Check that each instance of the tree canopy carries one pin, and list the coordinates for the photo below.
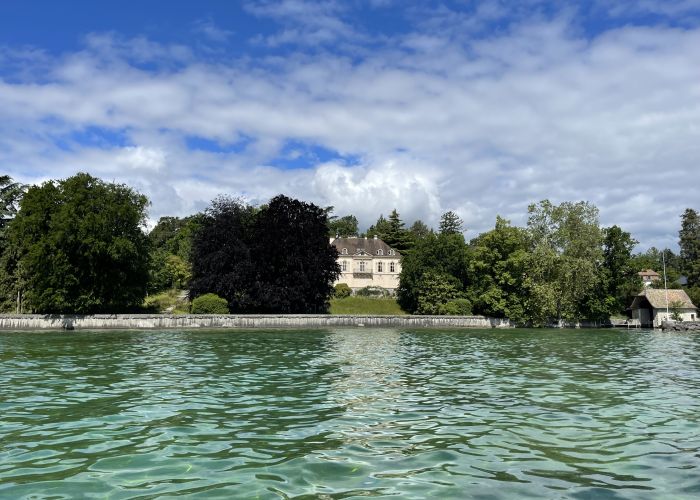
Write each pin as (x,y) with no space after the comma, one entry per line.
(275,259)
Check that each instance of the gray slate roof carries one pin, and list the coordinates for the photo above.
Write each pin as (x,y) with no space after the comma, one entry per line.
(657,298)
(369,245)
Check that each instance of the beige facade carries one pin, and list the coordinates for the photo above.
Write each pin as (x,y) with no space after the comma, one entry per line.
(367,262)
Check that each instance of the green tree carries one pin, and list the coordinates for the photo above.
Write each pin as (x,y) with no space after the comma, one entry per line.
(342,227)
(10,276)
(398,236)
(497,265)
(79,247)
(621,279)
(567,259)
(450,223)
(10,195)
(689,243)
(171,249)
(435,291)
(444,254)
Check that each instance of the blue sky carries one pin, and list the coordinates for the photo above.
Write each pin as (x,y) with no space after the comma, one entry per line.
(481,107)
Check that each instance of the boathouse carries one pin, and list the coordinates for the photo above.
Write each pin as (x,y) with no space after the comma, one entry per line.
(653,306)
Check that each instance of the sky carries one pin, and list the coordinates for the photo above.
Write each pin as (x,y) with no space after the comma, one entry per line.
(479,107)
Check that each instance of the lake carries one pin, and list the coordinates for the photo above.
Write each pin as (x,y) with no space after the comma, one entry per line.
(350,413)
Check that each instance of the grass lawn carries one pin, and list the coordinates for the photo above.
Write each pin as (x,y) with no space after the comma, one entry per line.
(365,305)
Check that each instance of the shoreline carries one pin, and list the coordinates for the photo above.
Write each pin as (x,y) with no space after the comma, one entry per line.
(235,321)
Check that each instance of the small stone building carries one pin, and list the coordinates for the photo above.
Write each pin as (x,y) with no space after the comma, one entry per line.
(649,276)
(367,262)
(649,307)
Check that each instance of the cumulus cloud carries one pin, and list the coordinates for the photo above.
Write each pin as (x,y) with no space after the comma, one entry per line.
(481,125)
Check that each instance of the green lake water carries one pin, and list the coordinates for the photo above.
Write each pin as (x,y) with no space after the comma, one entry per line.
(350,413)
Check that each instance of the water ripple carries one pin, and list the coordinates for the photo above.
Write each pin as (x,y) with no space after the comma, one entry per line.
(350,413)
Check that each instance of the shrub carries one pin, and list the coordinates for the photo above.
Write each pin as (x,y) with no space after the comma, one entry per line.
(209,303)
(342,290)
(372,291)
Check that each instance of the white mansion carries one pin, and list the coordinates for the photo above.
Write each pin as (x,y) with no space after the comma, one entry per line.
(367,262)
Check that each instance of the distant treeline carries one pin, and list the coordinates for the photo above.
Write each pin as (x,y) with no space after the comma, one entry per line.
(79,245)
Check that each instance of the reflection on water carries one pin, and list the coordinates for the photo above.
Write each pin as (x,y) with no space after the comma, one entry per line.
(336,414)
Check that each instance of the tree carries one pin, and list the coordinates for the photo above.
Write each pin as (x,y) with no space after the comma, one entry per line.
(343,227)
(435,291)
(170,254)
(222,254)
(689,243)
(398,236)
(450,223)
(567,259)
(78,247)
(276,259)
(445,254)
(497,265)
(10,195)
(621,279)
(296,264)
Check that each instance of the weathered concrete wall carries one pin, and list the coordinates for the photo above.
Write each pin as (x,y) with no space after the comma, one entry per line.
(685,326)
(163,321)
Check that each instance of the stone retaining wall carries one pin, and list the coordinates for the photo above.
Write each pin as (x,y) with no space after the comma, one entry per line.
(685,326)
(164,321)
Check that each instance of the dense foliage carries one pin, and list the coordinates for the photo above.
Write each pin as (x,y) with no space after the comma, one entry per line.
(171,250)
(276,259)
(77,246)
(209,303)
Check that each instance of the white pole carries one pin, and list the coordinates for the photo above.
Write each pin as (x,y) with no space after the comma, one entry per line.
(663,257)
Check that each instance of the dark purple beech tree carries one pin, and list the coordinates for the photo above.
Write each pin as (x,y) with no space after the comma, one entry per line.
(272,259)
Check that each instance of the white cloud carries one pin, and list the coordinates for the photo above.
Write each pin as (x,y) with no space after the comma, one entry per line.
(482,128)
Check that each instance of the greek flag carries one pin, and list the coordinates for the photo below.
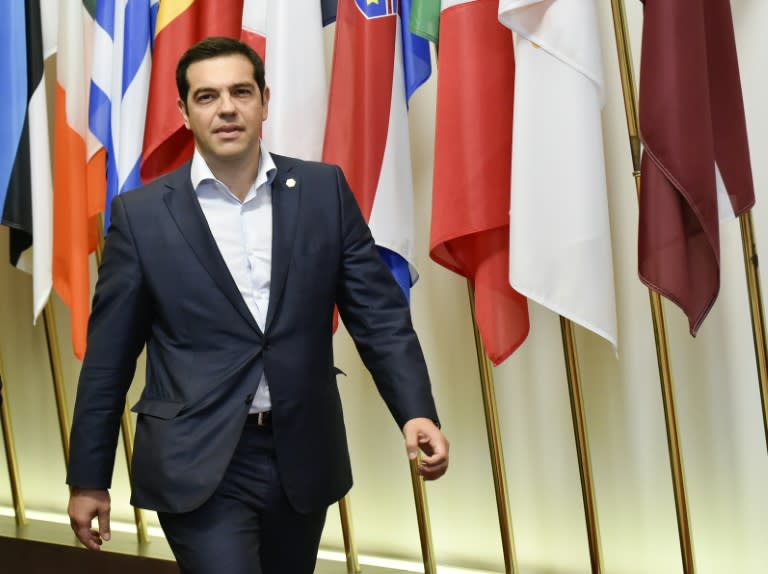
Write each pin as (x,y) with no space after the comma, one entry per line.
(122,60)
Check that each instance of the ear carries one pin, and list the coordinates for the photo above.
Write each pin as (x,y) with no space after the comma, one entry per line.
(265,103)
(183,110)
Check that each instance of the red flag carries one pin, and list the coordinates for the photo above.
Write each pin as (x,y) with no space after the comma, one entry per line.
(180,23)
(473,150)
(692,123)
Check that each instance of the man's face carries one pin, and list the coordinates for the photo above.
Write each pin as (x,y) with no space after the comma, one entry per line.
(224,109)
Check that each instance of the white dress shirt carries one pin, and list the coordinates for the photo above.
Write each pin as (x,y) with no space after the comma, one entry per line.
(243,234)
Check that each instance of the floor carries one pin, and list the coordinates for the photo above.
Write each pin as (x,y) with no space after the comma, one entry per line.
(46,547)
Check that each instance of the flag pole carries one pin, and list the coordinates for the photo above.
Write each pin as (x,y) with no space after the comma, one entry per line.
(54,358)
(582,445)
(422,516)
(662,348)
(350,546)
(494,444)
(10,452)
(756,310)
(126,426)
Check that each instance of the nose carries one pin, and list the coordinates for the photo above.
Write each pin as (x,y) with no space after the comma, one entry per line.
(226,104)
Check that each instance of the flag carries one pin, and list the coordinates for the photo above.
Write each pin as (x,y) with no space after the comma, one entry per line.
(25,176)
(473,147)
(295,68)
(560,237)
(425,19)
(376,66)
(254,28)
(180,24)
(79,167)
(122,60)
(328,8)
(693,127)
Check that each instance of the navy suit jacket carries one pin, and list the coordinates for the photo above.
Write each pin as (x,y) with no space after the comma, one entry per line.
(163,283)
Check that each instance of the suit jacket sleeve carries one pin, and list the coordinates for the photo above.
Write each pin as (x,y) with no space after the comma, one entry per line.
(376,314)
(117,330)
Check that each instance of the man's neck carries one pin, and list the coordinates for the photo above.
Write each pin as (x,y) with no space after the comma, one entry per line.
(238,175)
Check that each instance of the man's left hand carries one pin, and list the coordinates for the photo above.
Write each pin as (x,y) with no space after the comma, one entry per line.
(422,433)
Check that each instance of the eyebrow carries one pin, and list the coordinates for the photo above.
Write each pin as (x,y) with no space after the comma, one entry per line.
(204,89)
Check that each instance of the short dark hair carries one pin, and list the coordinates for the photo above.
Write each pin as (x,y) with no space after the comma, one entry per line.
(215,47)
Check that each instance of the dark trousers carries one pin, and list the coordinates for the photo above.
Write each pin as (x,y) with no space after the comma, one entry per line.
(247,526)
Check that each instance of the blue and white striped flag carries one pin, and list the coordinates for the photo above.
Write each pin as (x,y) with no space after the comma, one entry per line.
(122,60)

**What you should do**:
Everything from the first line of the entries above through the line with "Check that each instance of the blue sky" should be duplicated exactly, except the pictures.

**Task output**:
Check that each instance of the tree canopy carries one pin, and list the coordinates for the photo below.
Write each pin as (x,y) with no space after the comma, one entry per line.
(275,259)
Check that each instance of the gray slate roof carries one pin, and list the coordinates for the photo above.
Write each pin as (x,y) with no space after the comma, one entry per line.
(657,298)
(369,245)
Check that each instance of the beige facade carries one pin, and list the coordinates for the photo above.
Write each pin as (x,y) with no space after the comma, one entry per line.
(367,262)
Check that each instance of the green tree carries one pin, and list the coordinates for the photo above.
Write each pin as (x,y) with no space after the comma, one entry per line.
(342,227)
(10,276)
(398,236)
(497,265)
(79,247)
(621,279)
(567,259)
(450,223)
(10,195)
(689,243)
(171,249)
(435,291)
(444,254)
Check that each instance of the blue sky carries one pin, and list the coordinates for the photo above.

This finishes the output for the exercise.